[Aim] Repeat exactly the lines of the listing from the line containing "Would you please tag the breakwater" through its last line, and nothing beyond them.
######
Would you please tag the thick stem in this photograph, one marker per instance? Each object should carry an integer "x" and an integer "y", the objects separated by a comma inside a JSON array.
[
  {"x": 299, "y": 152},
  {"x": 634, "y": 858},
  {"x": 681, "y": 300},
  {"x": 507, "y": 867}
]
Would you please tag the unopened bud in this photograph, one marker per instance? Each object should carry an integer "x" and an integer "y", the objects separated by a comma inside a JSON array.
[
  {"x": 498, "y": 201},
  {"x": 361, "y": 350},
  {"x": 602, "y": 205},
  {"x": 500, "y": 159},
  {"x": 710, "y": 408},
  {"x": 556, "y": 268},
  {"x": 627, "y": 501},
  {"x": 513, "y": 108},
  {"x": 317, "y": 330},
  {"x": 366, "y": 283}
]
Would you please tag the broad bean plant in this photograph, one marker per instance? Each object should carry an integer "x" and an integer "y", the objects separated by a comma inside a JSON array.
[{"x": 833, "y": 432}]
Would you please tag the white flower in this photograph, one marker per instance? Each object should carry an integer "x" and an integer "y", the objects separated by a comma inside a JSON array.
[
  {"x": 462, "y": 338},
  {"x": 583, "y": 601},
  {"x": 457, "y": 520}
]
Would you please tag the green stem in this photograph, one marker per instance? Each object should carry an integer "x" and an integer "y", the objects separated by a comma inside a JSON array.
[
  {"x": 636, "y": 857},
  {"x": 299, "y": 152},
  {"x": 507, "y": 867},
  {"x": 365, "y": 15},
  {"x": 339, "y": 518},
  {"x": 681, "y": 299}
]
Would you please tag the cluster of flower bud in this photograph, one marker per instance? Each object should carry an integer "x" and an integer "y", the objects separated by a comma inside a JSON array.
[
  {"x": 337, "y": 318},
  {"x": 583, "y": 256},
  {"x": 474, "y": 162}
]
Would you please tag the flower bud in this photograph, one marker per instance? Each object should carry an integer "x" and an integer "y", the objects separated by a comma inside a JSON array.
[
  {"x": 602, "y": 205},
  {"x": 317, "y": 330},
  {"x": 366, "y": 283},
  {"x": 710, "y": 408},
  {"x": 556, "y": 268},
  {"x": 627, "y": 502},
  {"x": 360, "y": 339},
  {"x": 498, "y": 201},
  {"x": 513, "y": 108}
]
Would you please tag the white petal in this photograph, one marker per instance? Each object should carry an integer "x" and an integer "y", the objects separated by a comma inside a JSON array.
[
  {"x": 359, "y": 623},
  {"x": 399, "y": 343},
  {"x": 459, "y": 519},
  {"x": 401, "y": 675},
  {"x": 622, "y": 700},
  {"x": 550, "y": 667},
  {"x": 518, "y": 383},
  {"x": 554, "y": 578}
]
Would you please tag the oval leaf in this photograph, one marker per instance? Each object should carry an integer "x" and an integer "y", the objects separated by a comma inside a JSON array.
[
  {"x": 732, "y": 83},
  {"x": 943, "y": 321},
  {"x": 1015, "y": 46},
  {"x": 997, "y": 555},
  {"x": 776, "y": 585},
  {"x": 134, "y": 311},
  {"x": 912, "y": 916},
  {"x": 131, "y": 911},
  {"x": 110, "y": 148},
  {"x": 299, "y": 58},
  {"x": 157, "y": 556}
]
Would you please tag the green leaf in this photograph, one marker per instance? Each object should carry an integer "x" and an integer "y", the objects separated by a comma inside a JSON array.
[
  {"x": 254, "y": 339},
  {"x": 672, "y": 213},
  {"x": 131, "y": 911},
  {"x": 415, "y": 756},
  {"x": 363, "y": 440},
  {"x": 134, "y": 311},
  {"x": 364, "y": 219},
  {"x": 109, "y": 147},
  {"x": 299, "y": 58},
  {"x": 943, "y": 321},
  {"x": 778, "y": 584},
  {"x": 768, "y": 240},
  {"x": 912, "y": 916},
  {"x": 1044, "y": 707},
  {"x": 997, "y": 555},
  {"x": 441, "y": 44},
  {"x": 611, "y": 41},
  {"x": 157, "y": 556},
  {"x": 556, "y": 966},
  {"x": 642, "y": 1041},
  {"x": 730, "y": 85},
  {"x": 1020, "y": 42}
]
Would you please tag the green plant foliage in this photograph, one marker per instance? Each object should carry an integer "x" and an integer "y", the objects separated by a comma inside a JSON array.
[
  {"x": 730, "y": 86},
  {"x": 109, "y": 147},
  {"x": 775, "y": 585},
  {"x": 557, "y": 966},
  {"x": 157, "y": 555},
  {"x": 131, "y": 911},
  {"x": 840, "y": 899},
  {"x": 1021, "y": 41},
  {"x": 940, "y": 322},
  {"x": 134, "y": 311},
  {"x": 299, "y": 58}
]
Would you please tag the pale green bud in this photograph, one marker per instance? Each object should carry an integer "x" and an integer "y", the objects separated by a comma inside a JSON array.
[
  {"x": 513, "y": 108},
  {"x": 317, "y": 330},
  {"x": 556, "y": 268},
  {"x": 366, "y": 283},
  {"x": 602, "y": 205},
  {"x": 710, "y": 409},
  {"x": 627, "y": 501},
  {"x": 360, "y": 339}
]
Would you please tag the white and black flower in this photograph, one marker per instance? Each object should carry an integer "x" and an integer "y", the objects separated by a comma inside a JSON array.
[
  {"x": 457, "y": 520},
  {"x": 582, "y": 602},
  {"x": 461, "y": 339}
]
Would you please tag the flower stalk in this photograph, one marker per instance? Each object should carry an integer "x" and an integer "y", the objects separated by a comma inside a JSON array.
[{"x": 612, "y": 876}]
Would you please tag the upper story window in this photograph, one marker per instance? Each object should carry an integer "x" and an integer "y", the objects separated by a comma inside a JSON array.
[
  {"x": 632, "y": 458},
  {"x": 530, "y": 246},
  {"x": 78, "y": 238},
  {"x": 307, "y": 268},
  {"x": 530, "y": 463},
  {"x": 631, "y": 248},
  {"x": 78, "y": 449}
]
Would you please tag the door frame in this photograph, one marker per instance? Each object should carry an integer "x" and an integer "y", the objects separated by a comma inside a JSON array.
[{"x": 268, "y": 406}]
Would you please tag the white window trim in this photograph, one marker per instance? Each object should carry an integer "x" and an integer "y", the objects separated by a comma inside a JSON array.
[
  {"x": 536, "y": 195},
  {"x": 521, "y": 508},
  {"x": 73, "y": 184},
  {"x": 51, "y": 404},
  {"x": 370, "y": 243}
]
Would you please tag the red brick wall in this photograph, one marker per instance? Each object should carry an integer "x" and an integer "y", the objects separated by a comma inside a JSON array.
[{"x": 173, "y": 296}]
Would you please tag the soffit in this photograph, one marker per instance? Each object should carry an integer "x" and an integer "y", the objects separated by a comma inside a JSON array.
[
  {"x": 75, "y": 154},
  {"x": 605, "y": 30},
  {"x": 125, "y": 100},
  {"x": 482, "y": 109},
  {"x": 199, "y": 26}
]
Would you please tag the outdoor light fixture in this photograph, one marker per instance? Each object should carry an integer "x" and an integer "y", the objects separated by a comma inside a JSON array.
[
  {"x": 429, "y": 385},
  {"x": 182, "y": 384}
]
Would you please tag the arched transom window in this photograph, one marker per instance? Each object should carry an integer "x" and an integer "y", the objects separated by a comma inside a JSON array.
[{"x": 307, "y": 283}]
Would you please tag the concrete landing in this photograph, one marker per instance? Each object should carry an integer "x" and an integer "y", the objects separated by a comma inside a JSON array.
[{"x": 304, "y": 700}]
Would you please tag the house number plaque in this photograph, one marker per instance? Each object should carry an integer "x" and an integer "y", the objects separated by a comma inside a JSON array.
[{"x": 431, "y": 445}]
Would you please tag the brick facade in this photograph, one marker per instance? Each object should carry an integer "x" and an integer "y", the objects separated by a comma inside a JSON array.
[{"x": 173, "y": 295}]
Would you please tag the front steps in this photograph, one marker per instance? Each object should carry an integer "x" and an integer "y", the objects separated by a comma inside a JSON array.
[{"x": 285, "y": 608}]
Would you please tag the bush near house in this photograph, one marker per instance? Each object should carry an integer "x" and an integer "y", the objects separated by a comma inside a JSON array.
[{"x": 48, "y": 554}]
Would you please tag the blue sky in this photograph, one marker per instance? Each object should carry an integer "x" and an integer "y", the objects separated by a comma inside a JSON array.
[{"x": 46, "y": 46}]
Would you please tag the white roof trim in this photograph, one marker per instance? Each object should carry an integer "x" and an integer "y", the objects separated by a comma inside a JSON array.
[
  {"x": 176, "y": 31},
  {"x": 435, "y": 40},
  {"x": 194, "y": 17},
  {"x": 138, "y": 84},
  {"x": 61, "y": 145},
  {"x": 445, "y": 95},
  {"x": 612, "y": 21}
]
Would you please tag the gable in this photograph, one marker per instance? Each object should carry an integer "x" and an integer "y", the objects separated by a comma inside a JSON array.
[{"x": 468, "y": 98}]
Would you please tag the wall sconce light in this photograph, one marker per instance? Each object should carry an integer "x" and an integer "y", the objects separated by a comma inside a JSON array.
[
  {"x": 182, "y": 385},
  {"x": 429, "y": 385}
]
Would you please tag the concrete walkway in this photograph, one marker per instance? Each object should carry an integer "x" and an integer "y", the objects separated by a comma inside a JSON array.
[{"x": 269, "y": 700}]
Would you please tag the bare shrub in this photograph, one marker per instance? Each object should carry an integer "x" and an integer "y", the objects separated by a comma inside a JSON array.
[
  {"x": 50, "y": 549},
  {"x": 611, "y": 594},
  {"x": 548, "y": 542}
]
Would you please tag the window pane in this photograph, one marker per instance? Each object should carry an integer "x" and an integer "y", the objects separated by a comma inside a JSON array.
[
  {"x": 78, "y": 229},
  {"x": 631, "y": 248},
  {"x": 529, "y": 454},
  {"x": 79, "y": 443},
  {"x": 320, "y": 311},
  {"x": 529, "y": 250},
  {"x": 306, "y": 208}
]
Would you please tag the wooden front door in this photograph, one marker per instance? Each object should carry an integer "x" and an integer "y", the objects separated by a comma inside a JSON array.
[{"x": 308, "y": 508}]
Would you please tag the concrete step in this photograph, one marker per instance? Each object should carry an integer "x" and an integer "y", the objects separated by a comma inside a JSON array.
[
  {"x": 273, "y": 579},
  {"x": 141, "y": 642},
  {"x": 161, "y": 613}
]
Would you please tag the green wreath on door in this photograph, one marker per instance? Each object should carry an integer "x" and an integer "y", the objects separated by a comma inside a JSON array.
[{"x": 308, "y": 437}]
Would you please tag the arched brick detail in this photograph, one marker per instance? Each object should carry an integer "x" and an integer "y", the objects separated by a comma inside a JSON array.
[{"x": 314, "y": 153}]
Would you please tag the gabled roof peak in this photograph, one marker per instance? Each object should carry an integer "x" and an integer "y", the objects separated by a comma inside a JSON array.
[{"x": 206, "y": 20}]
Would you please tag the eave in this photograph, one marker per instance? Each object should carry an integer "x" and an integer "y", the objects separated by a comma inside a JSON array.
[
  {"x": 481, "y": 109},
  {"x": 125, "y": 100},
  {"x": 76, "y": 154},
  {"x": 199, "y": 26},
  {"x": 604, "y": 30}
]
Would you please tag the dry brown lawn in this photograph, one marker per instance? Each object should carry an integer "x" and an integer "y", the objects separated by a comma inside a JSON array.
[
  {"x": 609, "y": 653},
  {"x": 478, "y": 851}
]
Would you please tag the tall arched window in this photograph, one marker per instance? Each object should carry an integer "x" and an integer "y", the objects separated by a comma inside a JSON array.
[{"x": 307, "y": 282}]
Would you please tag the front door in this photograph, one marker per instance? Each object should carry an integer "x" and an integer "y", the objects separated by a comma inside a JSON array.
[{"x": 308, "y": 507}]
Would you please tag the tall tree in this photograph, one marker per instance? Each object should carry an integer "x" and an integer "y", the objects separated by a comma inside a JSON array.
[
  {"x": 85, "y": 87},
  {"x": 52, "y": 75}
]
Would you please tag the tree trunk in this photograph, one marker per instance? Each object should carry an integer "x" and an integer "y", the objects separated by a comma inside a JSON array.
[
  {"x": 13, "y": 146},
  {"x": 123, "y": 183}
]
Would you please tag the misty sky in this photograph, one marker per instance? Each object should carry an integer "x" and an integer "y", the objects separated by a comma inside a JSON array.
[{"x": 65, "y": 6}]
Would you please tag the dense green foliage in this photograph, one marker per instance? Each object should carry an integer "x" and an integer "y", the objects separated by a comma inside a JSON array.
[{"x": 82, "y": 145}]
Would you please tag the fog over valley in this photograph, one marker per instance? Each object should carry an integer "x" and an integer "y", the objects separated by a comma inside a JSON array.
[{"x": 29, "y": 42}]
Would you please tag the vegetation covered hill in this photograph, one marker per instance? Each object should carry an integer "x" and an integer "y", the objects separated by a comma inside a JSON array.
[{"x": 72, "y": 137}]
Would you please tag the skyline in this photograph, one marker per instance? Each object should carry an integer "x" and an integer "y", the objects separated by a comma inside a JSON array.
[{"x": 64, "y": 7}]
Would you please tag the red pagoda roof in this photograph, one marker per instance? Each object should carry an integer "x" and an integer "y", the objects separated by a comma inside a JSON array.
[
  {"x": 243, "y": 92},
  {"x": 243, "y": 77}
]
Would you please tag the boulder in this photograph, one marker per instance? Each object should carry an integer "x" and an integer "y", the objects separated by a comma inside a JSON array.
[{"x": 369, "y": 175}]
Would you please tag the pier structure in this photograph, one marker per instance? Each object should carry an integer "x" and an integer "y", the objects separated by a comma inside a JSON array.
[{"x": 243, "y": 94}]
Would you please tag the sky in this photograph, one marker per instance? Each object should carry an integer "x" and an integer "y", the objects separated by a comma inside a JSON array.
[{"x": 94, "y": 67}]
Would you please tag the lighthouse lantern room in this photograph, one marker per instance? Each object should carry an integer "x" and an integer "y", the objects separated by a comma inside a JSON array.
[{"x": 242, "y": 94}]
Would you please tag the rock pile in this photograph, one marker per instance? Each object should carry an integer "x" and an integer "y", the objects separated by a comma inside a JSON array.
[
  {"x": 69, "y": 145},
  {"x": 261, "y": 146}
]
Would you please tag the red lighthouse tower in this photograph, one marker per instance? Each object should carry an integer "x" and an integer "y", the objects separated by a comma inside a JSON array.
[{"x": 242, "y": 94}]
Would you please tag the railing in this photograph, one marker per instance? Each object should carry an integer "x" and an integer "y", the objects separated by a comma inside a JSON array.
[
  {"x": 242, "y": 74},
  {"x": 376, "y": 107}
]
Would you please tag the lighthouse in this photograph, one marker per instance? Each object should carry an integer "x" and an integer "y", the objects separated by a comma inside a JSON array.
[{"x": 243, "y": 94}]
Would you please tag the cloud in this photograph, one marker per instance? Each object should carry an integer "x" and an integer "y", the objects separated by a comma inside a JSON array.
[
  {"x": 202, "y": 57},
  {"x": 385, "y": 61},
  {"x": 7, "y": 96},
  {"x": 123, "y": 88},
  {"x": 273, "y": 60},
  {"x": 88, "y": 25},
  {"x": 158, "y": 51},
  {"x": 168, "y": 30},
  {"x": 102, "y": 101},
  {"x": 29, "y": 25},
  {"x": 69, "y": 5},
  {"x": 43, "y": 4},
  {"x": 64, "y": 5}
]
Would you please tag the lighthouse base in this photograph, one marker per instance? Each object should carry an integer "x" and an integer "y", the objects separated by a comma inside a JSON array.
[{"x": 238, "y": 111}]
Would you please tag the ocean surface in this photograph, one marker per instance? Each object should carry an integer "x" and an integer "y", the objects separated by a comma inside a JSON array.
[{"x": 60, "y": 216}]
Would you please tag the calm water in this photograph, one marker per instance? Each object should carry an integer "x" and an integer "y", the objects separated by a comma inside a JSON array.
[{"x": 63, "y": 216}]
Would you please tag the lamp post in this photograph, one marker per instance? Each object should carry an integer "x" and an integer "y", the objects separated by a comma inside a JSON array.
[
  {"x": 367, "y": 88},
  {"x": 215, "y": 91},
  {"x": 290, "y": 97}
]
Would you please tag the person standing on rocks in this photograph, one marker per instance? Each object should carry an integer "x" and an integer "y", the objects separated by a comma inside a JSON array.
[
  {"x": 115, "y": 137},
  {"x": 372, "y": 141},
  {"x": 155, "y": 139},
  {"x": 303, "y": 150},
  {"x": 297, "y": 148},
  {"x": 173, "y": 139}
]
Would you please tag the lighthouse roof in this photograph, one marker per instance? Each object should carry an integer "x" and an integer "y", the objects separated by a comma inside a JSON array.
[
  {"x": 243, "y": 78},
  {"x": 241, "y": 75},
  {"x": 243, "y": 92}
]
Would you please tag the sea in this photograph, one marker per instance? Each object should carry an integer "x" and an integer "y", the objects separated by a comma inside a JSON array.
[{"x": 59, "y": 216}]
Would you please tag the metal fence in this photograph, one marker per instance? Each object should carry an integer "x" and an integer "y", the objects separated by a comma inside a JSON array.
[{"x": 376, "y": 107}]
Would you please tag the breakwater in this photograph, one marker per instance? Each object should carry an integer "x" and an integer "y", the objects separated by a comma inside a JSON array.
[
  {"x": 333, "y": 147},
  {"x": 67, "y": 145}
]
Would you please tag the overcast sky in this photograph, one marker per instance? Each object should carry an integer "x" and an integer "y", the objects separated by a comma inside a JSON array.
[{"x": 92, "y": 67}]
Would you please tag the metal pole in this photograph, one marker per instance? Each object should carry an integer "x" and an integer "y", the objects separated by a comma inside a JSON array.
######
[Exercise output]
Would you please tag the breakwater in this photograph, one marker per instance? Each object should carry an integer "x" and an integer "y", the objects separated by a comma inside a JSON array.
[
  {"x": 333, "y": 147},
  {"x": 67, "y": 145}
]
Would you please tag the overcast sky in this photograph, one marker per instance? Each object should carry an integer "x" and an integer "y", the objects separated by a comma inside a JSON array.
[{"x": 92, "y": 67}]
Would you please tag the metal pole in this photograph, one marker per instance? Each object should carry an integer "x" and an integer "y", the objects separated by a comma inside a JSON array.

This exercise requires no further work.